[Region pointing data]

◆ ◆ ◆ ◆ ◆

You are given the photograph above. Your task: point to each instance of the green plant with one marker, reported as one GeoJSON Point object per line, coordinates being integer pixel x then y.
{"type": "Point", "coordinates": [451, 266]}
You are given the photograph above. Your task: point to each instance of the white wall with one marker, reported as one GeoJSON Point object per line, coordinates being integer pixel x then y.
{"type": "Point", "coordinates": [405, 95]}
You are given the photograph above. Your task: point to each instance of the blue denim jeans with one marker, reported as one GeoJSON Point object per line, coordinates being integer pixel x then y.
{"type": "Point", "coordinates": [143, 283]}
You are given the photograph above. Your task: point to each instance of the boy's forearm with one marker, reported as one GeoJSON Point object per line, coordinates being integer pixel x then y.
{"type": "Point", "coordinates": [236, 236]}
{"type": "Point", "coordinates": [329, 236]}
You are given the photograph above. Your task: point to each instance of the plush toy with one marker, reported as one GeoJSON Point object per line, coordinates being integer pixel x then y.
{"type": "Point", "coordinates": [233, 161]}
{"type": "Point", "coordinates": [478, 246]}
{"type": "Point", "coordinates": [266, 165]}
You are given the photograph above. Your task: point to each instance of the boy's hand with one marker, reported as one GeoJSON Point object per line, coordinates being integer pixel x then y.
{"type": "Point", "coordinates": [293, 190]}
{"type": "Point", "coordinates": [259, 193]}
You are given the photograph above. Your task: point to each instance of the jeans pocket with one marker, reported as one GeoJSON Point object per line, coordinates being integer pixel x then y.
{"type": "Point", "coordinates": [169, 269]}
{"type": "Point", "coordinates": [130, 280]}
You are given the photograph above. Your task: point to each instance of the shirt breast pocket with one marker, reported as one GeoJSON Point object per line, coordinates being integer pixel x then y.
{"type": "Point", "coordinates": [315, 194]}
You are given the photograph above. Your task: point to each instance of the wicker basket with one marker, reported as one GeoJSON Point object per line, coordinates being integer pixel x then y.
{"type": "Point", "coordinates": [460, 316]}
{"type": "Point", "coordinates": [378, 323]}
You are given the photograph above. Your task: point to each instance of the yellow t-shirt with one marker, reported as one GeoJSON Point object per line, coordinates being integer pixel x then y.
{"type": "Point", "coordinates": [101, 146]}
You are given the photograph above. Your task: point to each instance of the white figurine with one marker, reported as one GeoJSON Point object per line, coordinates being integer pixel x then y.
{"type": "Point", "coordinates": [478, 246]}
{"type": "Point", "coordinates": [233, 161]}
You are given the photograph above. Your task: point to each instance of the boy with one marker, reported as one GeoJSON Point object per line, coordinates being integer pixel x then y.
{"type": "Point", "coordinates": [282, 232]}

◆ ◆ ◆ ◆ ◆

- [WHAT THE TASK ASKS]: Print out every record, character for character.

- [TASK ANSWER]:
You are given the photograph above. Your task: point to each instance of the green plant with one marker, reported as one GeoJSON Point object per line, coordinates being integer pixel x then y.
{"type": "Point", "coordinates": [451, 266]}
You are given the photograph above. Your task: point to each instance of the white wall with one marker, reported as one GeoJSON Point object per line, coordinates being integer pixel x then y.
{"type": "Point", "coordinates": [405, 95]}
You are given the photograph above. Your task: point to each instance of the blue denim jeans with one marker, reported as one GeoJSON Point object per line, coordinates being integer pixel x then y.
{"type": "Point", "coordinates": [143, 283]}
You are given the photograph above. Your task: point to each instance of the boy's forearm with one marker, reported as one GeoJSON Point object per line, coordinates being integer pixel x then y.
{"type": "Point", "coordinates": [236, 236]}
{"type": "Point", "coordinates": [329, 236]}
You are given the photograph above. Your task: point to each instance of the plush toy with one marker, reported as one GeoJSON Point object per line, coordinates being integer pixel x then y.
{"type": "Point", "coordinates": [233, 161]}
{"type": "Point", "coordinates": [478, 246]}
{"type": "Point", "coordinates": [266, 165]}
You are given the photograph above. Your task: point to each instance of the boy's hand with one marker, reported as one GeoJSON Point object per line, coordinates being integer pixel x then y.
{"type": "Point", "coordinates": [293, 190]}
{"type": "Point", "coordinates": [259, 193]}
You are given the photograph above. Your task: point to each instance of the jeans pocket with one marker, reported as one GeoJSON Point object per line, coordinates being integer pixel x then y.
{"type": "Point", "coordinates": [169, 269]}
{"type": "Point", "coordinates": [130, 280]}
You are given the photograph above. Your task: point to each instance of the shirt breast pocket with one marker, reported as one GeoJSON Point object per line, coordinates being integer pixel x then y.
{"type": "Point", "coordinates": [315, 194]}
You are given the photograph above. Your task: point to each instance of the wicker basket with one marker, reported as one GeoJSON Point object per line, coordinates being integer pixel x then y.
{"type": "Point", "coordinates": [460, 316]}
{"type": "Point", "coordinates": [378, 323]}
You are given the photograph above. Your task: point to each instance of the yellow t-shirt with one marker, reported as one GeoJSON Point object per line, coordinates being integer pixel x then y.
{"type": "Point", "coordinates": [101, 146]}
You are given the photograph above. Your task: point to each instance of the white figurine with one marker, reported as one GeoJSON Point object per line, coordinates being integer pixel x then y.
{"type": "Point", "coordinates": [478, 246]}
{"type": "Point", "coordinates": [233, 161]}
You are given the photograph above. Your task: point to each instance of the boy with one marker, reported as one GeoJSON Point object per line, coordinates being integer pixel x then y.
{"type": "Point", "coordinates": [282, 232]}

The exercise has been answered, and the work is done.